[Work to complete]
Give back the entries in full, exactly as they are written.

[Records supplied]

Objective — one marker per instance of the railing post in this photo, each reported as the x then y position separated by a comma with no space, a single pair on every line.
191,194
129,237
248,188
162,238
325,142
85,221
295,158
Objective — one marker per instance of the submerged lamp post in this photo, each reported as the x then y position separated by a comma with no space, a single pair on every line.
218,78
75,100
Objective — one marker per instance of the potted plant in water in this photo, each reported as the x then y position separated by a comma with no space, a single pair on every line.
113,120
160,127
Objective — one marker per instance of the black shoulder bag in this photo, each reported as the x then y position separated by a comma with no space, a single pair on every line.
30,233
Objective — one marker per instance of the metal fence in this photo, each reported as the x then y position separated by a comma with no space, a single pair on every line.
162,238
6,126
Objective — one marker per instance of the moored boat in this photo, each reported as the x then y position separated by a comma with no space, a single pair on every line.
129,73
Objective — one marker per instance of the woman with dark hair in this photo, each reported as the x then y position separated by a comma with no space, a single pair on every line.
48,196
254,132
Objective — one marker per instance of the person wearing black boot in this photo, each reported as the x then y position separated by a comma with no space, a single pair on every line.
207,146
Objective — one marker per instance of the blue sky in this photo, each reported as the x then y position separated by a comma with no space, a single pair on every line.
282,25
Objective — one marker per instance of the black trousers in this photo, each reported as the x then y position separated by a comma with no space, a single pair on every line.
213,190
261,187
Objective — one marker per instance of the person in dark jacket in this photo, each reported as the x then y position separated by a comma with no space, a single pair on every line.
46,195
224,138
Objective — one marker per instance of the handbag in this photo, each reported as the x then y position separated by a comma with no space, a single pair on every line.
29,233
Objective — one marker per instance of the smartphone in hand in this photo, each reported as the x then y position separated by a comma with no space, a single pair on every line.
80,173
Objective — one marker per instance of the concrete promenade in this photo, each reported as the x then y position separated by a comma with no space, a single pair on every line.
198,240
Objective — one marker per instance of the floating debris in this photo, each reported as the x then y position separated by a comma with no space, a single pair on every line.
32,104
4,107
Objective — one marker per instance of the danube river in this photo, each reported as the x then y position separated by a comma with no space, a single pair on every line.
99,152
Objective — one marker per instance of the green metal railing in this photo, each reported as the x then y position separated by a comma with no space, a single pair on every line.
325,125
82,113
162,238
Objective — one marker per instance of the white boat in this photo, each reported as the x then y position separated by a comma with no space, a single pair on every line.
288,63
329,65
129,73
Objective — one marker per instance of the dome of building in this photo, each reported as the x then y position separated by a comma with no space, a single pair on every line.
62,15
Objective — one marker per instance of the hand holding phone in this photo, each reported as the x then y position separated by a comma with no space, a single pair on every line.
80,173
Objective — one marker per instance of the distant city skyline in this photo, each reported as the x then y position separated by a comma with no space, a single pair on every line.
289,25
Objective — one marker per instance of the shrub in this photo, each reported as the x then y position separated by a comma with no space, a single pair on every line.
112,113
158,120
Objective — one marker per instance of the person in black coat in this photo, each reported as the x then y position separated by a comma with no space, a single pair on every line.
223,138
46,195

[Result]
Objective — one marker per instance of the railing post in this photo, each reported as the x then y position separated by a comma with no space, a single pair on every line.
191,194
129,237
248,188
162,238
325,142
85,221
295,158
Objective — one marker per instance of the submerged lamp post in this photo, each reported as the x then y position separated by a comma with no space, a single pair on every line.
218,78
75,100
Objective — one marker per instance of the potted plant in water in this photo, each reported as the x then y position separated by a comma with no space, a single pair on every line.
113,120
160,127
Objective — one marker per instance of the black shoulder bag in this photo, each reported as the x then y position separated by a comma with no space, a single pair on every line.
30,233
Objective — one marker per instance of the metal fence in this photo, each reported as the x then y position separated by a comma with no space, a single pair on every line.
162,238
6,126
Objective — one marker per instance of the moored boat in this photo, each reported as the x then y position separated by a comma with no space, a single pair on every line.
129,73
Objective — one marker per instance of the woman with dark hair in this photo, each reported as the x then y position separated by a comma with no space, a single pair on every line.
48,196
254,132
Objective — one marker per instance of the person wearing black boot in this photo, each reported as the x then y position separated by a comma with no space, a single pair on every line.
207,146
Objective — one marker per instance of the blue sky in this photo, each reported as the x then y position separated by a comma with no space, a single pair on every line.
282,25
Objective — one marker per instance of the black trousers in this photo, each reported as the x then y position separated by a comma with no space, a single pair on every line.
213,190
261,187
Objective — one marker per instance of the person in dark jacket in this photo, each reported as the x then y position separated by a comma with no space, a single pair on every line.
46,195
224,138
Objective — one marker per instance of the handbag in this photo, each reported as the x then y position separated by a comma with no space, a single pair on every line.
29,233
Objective — one marker per instance of the smartphone in hand in this photo, each reported as the x then y position separated by a comma with no space, a single pair on every line.
80,173
Objective — one marker per instance of the concrete promenade in this photo, each reported as the x then y position separated by a comma with no space, a single pair on every line.
198,240
Objective — one marker per instance of the floating debris in this photo, each reported as the x then y position separated by a comma with no space, a single pair on every line.
32,104
4,107
Objective — one marker per instance of the danube river in this photo, each reported as the x then y position separated by a comma with no space, a single pair on every line.
99,152
Objective — one marker per instance of the green metal railing in this photo, each reported as the x then y position separated by a comma with no space, a single pair on every line.
325,125
82,113
162,238
Objective — one marker per instance of the white boat in this photo, each reported as the x then y position separated by a comma with no space, a single pair on every line.
288,63
329,65
129,73
Objective — one marker per instance of the dome of building in this photo, each reported as the x then y position separated by a comma with no space, a single pair on every line.
62,15
Objective — one marker per instance of the hand holding phone in this photo, each reported as the x then y position separated by a comma with no space, a single pair on every line.
80,173
Objective — one marker per instance of the distant city skyline in this photo, each reported as the x then y position separated by a comma with no space, a single pair on every line.
289,25
Objective — one marker per instance of the shrub in this photo, each reported as the x then y position separated by a comma with no space, a single pair on every line.
112,113
158,120
Objective — one marker per instance of the person in black coat in this photo, each reported as the x then y position separated by a comma with no space, a single pair on every line.
223,138
46,195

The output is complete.